WORK INSTRUCTIONS: Reproduce the material below line for line without changing any wording or numbers, and leave the pictures out of your copy.
## BEGIN DATA PROVIDED
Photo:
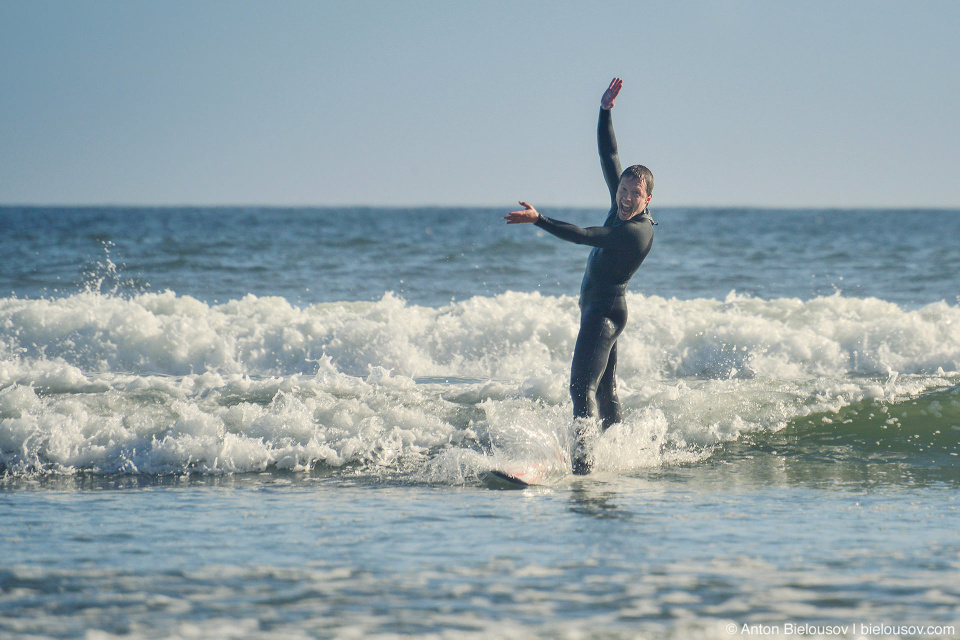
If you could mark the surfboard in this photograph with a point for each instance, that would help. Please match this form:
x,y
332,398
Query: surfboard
x,y
502,480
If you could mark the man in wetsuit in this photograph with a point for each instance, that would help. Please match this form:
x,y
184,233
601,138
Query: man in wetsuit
x,y
620,245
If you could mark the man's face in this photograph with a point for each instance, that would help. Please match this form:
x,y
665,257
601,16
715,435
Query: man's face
x,y
632,197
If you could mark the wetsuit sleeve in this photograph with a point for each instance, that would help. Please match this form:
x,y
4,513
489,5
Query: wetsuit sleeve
x,y
593,236
609,157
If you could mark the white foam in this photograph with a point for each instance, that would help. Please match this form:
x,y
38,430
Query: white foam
x,y
160,383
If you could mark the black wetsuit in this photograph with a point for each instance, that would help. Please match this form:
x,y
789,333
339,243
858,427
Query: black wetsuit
x,y
619,248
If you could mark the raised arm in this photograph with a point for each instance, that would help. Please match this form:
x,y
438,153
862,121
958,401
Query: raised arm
x,y
607,141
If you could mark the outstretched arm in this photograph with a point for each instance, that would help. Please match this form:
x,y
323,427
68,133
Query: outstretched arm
x,y
607,141
593,236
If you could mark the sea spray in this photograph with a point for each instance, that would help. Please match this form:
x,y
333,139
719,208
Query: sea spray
x,y
160,383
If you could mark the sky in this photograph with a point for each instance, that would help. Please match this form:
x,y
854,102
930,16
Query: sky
x,y
837,103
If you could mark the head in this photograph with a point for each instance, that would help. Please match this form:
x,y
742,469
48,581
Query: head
x,y
634,192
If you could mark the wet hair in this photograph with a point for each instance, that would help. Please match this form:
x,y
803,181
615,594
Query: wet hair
## END DATA PROVIDED
CORRECT OUTPUT:
Photo:
If you could mark the surfboard in this photograph with a point for each instance, that would help. Please match this form:
x,y
332,398
Query: surfboard
x,y
502,480
If you could mark the man in wetsuit in this photograph with a point for each instance, that would help. Please match this form:
x,y
184,233
601,138
Query: man in wetsuit
x,y
620,245
If you could mark the man's face in this photograph with a point for each instance, that would help. Please match this form:
x,y
665,257
601,16
715,435
Query: man's face
x,y
632,197
If you could mark the wetsuit sleeve in this photograph with a point for each instance, that would help. Please match this form:
x,y
4,513
489,5
Query: wetsuit sleeve
x,y
593,236
609,157
If you could mark the white foam in this photograph with a point for each instance, that would help. Please match this form:
x,y
38,430
Query: white foam
x,y
160,383
If you could mark the black wetsuit in this photograph with a point for each instance, that would help. Please match this form:
x,y
789,333
339,243
858,427
Query: black wetsuit
x,y
619,248
If you could mark the raised arm in this photograph with a point for each instance, that would help. Please match this form:
x,y
438,153
862,121
958,401
Query: raised arm
x,y
607,141
If you could mark the outstretched arm in this photograph with a point for each instance, that would help. Please match this form:
x,y
323,427
68,133
Query: outstretched arm
x,y
607,141
593,236
If you could mark the sea spray in this photograph with a point for each instance, that would help. Please match this form:
x,y
333,139
719,208
Query: sea spray
x,y
160,383
If you could mark the sky in this photograph with a point for each instance, that would help. Please match this form:
x,y
854,102
930,16
Query: sky
x,y
837,103
If you could mark the head in this photograph with a point for each instance, that would help. Please match this form:
x,y
742,469
48,581
Query: head
x,y
634,192
If you could mark the wet hair in this photograph with a point for each instance, that would help. Please match this form:
x,y
803,181
615,594
Query: wet hair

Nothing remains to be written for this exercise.